- [Problem description] Print the listing below in its entirety, character for character.

[Records excerpted from a collection]
[start]
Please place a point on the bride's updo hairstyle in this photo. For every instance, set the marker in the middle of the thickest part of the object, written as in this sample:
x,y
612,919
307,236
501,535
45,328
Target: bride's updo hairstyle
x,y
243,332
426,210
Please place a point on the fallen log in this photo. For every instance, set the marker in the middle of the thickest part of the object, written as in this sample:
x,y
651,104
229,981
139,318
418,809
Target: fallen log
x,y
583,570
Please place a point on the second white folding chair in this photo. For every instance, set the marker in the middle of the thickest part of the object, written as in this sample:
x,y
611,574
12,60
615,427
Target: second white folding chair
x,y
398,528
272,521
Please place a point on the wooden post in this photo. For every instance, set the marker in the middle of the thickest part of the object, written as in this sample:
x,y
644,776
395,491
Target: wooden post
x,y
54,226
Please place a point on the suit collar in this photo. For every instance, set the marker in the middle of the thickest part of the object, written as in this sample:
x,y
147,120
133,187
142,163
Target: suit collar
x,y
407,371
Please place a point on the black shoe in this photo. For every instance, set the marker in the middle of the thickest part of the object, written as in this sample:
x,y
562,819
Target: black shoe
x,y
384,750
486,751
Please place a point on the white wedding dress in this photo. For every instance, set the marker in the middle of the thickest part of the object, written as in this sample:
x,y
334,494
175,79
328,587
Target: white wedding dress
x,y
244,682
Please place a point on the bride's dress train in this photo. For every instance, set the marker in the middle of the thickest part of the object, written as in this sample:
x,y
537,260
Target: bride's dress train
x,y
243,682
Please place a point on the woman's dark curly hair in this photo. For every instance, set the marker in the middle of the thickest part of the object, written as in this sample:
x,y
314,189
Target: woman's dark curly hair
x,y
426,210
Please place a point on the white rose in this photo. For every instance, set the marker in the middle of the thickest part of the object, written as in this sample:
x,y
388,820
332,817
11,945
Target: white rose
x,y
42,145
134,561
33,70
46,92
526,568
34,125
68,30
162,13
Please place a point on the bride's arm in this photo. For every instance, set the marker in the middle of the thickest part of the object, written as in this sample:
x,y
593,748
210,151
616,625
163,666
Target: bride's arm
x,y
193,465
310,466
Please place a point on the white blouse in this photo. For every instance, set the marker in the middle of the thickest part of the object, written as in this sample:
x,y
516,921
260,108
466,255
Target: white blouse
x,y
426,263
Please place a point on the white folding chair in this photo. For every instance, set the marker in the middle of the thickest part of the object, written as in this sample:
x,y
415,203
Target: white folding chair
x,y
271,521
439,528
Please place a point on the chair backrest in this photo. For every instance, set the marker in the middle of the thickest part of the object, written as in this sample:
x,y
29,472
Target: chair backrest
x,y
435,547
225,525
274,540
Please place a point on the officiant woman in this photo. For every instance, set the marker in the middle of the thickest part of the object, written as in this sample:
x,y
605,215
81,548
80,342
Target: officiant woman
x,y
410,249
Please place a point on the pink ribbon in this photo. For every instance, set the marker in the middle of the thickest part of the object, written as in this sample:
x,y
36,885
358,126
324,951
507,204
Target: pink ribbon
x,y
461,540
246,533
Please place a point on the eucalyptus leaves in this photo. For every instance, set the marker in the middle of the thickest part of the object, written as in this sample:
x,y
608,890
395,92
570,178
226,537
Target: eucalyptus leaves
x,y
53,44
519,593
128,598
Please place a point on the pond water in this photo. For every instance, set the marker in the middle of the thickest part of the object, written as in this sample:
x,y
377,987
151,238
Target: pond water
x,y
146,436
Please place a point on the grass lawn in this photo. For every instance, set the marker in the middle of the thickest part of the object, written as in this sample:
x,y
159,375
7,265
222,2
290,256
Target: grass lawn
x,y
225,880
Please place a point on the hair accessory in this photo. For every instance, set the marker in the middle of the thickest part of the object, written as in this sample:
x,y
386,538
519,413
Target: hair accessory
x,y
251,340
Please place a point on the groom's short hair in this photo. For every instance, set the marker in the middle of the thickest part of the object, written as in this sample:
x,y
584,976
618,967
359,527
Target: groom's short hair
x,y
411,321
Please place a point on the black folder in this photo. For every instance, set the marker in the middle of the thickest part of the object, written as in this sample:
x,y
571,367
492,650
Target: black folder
[end]
- [Correct answer]
Please place a point on the bride's updo hairstyle in this photo. For every instance, set the marker in the middle of the thickest part of the object, written as in this sample:
x,y
612,919
307,236
501,535
45,328
Target: bride's updo hairstyle
x,y
243,332
426,210
Please place a point on the fallen log in this photo. For every instance, set the marker in the middle of the thickest part of the object, written as in this sample:
x,y
651,104
229,981
139,318
418,809
Target: fallen log
x,y
583,570
Please place a point on the second white folding chair in this photo. For every instance, set the marker in the middle of the thickest part of the object, written as in this sample:
x,y
611,574
12,60
615,427
Target: second white folding chair
x,y
398,528
272,521
Please place a point on the wooden post in this photo. For every instance, set the marker in the middle of the thickest part of the object, written as in this sample:
x,y
644,776
395,491
Target: wooden post
x,y
54,226
Please place a point on the suit collar in this photo. For every instance, set the marker in the middle of the thickest part of the object, written as in this sample:
x,y
147,120
133,187
142,163
Target: suit collar
x,y
407,371
Please place a point on the black shoe in this photo. For every instance, set the marker in the middle of the thickest part of the object, written as in this sample:
x,y
562,819
Target: black shoe
x,y
384,750
486,751
Please place a point on the white wedding dress in this photo. For every instance, set the marker in the middle of the thickest part of the object, written as in this sample:
x,y
334,494
175,79
328,587
Target: white wedding dress
x,y
244,682
Please place a point on the bride's dress train in this photo. For every instance, set the marker in the middle of the thickest part of the object, written as in this sample:
x,y
537,260
Target: bride's dress train
x,y
243,682
Please place a point on the woman's dark curly hair in this photo. For every instance, set the marker in the middle of the thickest part of the object, written as in this sample:
x,y
314,189
Target: woman's dark curly hair
x,y
426,210
Please place a point on the white rose in this photo. For every instance, set the marker in the middle of the thickest part of the object, written as in this sample:
x,y
388,820
332,817
11,945
Target: white rose
x,y
42,145
134,561
33,70
46,92
526,568
34,125
68,30
162,13
Please place a point on the bride's arm in this photo. For every instance, set the marker in the middle of the thickest part of the object, written as in this sample:
x,y
593,748
210,151
616,625
163,666
Target: bride's arm
x,y
193,465
310,466
Please place a point on the white blouse in this photo. For every instance, set the marker in the middle of the thickest part of the object, written as in this sample:
x,y
516,921
260,108
466,255
Target: white blouse
x,y
426,263
Please place a point on the white folding chair in this photo. For every instance, set the marker in the middle of the thickest part of the object, written as in this sample:
x,y
415,203
Target: white folding chair
x,y
271,521
439,528
Please place a point on the chair backrest in this photo. For every instance, set the marker in the middle of the thickest part of the object, written as in this sample:
x,y
29,472
Target: chair backrest
x,y
435,547
225,525
274,540
Please place a point on the officiant woman in this photo. For every instance, set the marker in the middle of the thickest part of the object, written as in this sample:
x,y
605,215
81,548
80,342
Target: officiant woman
x,y
410,249
Please place a point on the pink ribbon in this photo. For every instance, set the marker in the middle of the thickest part of the object, written as in this sample:
x,y
36,885
358,126
324,951
507,204
Target: pink ribbon
x,y
461,540
246,533
Please place a point on the eucalyptus leaves in this photo. For every instance, set the marker in the middle of the thickest part of the object, written as in this sample:
x,y
608,890
395,92
570,178
226,537
Target: eucalyptus leaves
x,y
53,44
519,593
128,598
Please place a point on the pond water in this photo. For every instance, set the marker in the middle of the thickest part of the object, written as in this sample:
x,y
377,987
151,238
Target: pond water
x,y
146,436
Please place a point on the grass lawn in this photo. For every instance, set the marker in the middle of the thickest part of the object, written as in this sample:
x,y
159,375
7,265
222,2
290,256
Target: grass lawn
x,y
225,880
Please place a point on the hair accessory in this photo. For every instance, set the marker in the middle of the thickest part of the object, written as in this sample:
x,y
386,538
519,413
Target: hair accessory
x,y
251,340
Please place a point on the groom's short hair in this photo. For every instance, set the marker in the middle of the thickest part of the object, written as in this sample:
x,y
584,976
618,967
359,527
Target: groom's short hair
x,y
411,321
Please place a point on the black folder in this photo. For every instance, set the marker in the middle of the thickest part of the object, written as in this sample:
x,y
571,367
492,650
Target: black folder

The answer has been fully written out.